Can you rewrite the data from the line with "e.g. [(264, 211)]" up to and including the line with "[(134, 183), (276, 166)]", keeping every line, requests included, but offsetting each coordinate in the answers by 144? Leave the requests and their format samples unchanged.

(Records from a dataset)
____________
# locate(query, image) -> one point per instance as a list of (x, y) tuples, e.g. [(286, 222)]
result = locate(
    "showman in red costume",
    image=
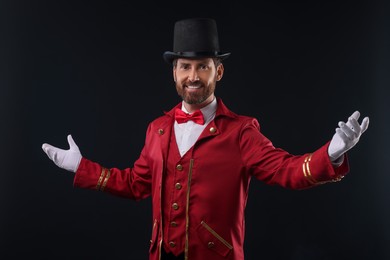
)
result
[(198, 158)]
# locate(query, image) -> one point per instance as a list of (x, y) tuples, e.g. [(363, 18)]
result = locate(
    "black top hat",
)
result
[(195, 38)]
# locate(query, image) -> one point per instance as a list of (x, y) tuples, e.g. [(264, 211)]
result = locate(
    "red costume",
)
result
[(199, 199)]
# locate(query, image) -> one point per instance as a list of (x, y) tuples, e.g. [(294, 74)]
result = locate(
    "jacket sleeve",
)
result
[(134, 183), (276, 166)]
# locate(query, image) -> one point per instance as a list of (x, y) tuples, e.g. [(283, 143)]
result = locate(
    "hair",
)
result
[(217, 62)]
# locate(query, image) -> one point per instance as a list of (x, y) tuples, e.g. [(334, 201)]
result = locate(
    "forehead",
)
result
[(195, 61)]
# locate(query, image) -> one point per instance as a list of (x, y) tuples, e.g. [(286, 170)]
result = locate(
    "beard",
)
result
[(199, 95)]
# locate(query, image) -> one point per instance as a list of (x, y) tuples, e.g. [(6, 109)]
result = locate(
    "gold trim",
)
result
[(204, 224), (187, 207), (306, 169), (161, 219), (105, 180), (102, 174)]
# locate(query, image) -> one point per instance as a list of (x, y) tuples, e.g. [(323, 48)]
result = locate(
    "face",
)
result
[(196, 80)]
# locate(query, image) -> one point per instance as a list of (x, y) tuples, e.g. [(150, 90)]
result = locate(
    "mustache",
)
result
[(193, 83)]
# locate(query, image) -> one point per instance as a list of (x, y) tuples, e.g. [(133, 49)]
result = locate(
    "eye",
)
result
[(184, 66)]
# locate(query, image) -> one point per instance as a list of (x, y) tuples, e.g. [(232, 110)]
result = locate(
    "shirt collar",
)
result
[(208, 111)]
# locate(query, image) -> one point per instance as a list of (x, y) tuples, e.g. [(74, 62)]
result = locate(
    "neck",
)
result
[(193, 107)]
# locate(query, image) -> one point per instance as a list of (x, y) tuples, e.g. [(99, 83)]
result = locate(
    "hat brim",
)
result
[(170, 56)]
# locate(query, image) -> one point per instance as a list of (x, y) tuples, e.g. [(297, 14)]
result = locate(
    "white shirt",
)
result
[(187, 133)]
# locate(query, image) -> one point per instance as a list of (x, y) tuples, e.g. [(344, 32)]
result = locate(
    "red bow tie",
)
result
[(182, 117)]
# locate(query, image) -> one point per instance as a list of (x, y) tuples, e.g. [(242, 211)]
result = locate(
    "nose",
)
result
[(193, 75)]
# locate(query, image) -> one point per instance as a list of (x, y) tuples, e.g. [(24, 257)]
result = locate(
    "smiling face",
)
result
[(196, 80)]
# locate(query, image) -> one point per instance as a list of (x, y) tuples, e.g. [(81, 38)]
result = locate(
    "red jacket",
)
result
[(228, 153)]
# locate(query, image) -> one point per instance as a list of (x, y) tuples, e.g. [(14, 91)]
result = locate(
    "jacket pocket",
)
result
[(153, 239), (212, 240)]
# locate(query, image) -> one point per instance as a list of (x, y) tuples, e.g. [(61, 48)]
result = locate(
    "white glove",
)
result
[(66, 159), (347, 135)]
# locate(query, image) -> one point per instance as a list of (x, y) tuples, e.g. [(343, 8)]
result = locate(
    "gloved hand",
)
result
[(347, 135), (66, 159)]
____________
> [Result of the exercise]
# locate(query, image) -> one point per instance as a list of (x, y) tuples, e.g. [(264, 211)]
result = locate(
    "red costume",
)
result
[(343, 343)]
# locate(query, image) -> one point per instance as a list of (x, y) tuples, e.g. [(294, 74)]
result = locate(
    "jacket sleeve",
)
result
[(278, 327), (420, 310)]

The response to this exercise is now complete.